[Referring expression data]
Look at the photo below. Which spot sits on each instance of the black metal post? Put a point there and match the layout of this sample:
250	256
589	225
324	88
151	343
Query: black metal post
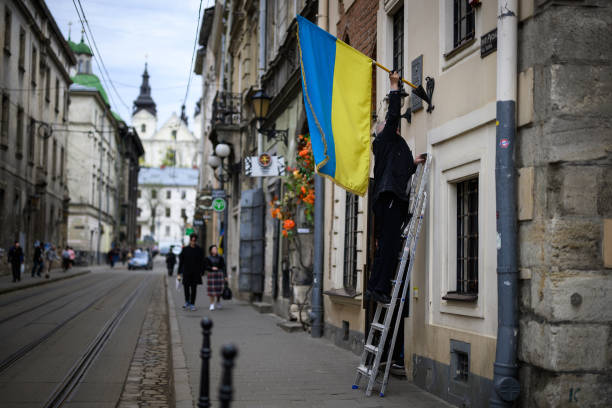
204	400
229	352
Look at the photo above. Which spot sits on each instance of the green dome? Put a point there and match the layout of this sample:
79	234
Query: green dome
92	81
80	48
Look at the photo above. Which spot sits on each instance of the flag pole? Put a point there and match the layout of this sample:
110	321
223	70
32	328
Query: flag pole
379	65
418	90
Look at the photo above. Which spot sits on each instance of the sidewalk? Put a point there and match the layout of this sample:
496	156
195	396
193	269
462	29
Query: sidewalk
275	368
57	274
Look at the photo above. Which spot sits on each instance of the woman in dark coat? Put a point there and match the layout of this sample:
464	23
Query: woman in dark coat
215	276
191	267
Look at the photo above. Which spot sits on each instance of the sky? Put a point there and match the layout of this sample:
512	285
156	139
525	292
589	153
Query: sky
130	32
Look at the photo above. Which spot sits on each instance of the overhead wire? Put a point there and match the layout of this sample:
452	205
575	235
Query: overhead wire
195	43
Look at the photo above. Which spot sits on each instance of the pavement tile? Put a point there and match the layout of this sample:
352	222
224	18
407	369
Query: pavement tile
279	369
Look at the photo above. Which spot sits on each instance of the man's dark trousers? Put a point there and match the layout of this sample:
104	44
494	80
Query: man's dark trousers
390	214
16	267
190	293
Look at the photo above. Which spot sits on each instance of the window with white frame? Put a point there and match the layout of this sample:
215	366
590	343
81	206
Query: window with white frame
467	236
463	22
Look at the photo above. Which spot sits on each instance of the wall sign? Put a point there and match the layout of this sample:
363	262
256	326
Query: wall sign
264	165
488	43
416	103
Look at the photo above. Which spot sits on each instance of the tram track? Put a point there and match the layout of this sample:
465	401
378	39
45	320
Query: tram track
85	289
24	350
71	381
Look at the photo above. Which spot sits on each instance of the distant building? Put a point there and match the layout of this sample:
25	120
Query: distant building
92	162
173	144
33	123
166	204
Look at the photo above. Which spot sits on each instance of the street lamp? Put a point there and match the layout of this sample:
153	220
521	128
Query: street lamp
260	103
215	161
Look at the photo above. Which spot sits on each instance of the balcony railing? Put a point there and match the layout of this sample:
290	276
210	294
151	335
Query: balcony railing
227	109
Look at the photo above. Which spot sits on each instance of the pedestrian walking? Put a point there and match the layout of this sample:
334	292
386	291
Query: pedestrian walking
393	167
15	259
216	276
191	267
37	260
72	255
170	261
50	257
65	259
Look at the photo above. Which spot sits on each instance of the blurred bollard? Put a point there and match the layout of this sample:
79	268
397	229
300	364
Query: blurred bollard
204	400
229	352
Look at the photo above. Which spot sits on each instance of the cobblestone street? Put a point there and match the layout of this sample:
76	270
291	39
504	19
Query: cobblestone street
147	383
275	368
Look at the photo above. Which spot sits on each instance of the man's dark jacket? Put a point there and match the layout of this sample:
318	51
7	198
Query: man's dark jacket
191	265
393	161
170	260
15	255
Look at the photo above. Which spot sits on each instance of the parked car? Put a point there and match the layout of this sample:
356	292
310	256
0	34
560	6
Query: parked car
140	260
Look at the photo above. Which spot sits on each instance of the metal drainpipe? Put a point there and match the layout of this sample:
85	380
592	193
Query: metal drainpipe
506	386
319	221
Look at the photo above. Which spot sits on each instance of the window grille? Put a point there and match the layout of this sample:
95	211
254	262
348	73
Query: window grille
467	236
398	40
350	241
463	22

[Exercise objective]:
Reproduce each line above exactly, but not a single picture.

[Exercise solution]:
Look at the photo below. Which spot sits on each instance of the black metal post? Put a point there and match the layout of this sample:
250	256
589	225
324	88
151	343
Query: black metal post
204	400
229	352
Look at the photo above. Which spot sits on each instance of the green dome? Put a point there and match the layout of this sample:
79	234
Query: green dome
92	81
80	48
Look at the photo above. Which spot sits on each instance of the flag pole? Put a point there and match the layout of this sample:
110	321
223	70
32	328
Query: flag pole
379	65
418	90
Look at the photo above. Which spot sits on each instance of the sidewalk? Put a point there and match the layout of this sample:
496	156
195	396
193	269
462	29
Query: sidewalk
275	368
57	274
Look at the photo above. Which spot sits on each instance of the woman in dark coat? Put a point there and match the layout of this sample:
464	23
Query: woman in dark coat
215	276
191	267
Look at the photo above. Which spot sits on each instance of the sky? Put a point there and match the layout of this sample:
512	285
156	139
525	292
589	153
Query: sky
130	32
Look at the photo above. Which spot sits on each instance of the overhead wire? Put a point there and match the layout of this sample:
452	205
575	235
Query: overhead wire
195	43
Look at the photo above. Which spot sits on each instance of the pavement tile? Put a point there and match the layout of this sample:
352	222
224	18
407	369
Query: pavement tile
279	369
Look at the photo above. Which spot sits on each instance of the man's dark trousers? Put a point there and match the layout of this sample:
104	44
494	80
Query: man's dark trousers
390	214
16	267
190	293
Look at the photo above. Which spot sits on each instance of the window with white frame? Put a point there and match the layout of this sample:
215	366
590	343
81	206
Query: window with white frame
467	236
463	22
Look at the photo above. Which spot sits on each instance of the wall sign? Put a point there and match the layout of this sample:
363	262
256	326
Query: wall sign
264	165
488	43
416	103
Look at the photo above. Which spot sits on each instance of the tram track? Put a point there and match the layout of this sample:
465	401
378	39
45	320
Query: tram track
85	289
24	350
71	381
Look at the photo above. Which spot sits on each instance of the distant building? Put a point there and match the layout of this sample:
25	120
Query: distant building
92	162
173	144
33	123
166	204
Look at the photo above. Which spot sits on each instance of the street lamp? Put a point there and match the layout of this sample:
153	220
521	128
Query: street lamp
260	103
215	161
Look at the photo above. Which spot sits on each instance of the balcony railing? Put a point there and match the layout of this sample:
290	276
210	294
151	335
Query: balcony railing
227	109
Look at the photo above. Which spot sits on each instance of the pedestrian walking? Put a point there and match the layout of this sample:
334	292
386	291
Query: pedestrian walking
393	167
15	259
216	276
191	267
37	260
72	255
170	261
50	257
65	259
Look at the photo above. Which spot sits on each instance of the blurred bollard? Put a point there and match the layout of this sample:
79	268
397	229
300	364
Query: blurred bollard
204	400
229	352
Look at the photo above. Which spot sits on each instance of the cobblestone street? Put a point there and match the layout of this sample:
76	270
291	39
504	19
Query: cobblestone street
147	383
275	368
Look at the photo above. Which spot sits on each instance of the man's dark jacket? Put a point there and match the layout of this sample:
318	51
7	198
Query: man's dark jacket
191	265
393	161
170	260
15	255
Look at the photo above. Which spot sits on each instance of the parked car? Put a point there and match the layout of this sample:
356	292
310	256
0	34
560	6
Query: parked car
140	260
Look at the photo above. Which spot sits on each instance of the metal drainpipe? Put a point there and match the layout of this sample:
85	380
592	193
Query: metal drainpipe
506	386
319	221
Look at the photo above. Which spot sits on each instance of the window grille? Put a point there and match the layout of this sample:
95	211
254	262
348	73
Query: window grille
467	236
398	40
350	241
463	22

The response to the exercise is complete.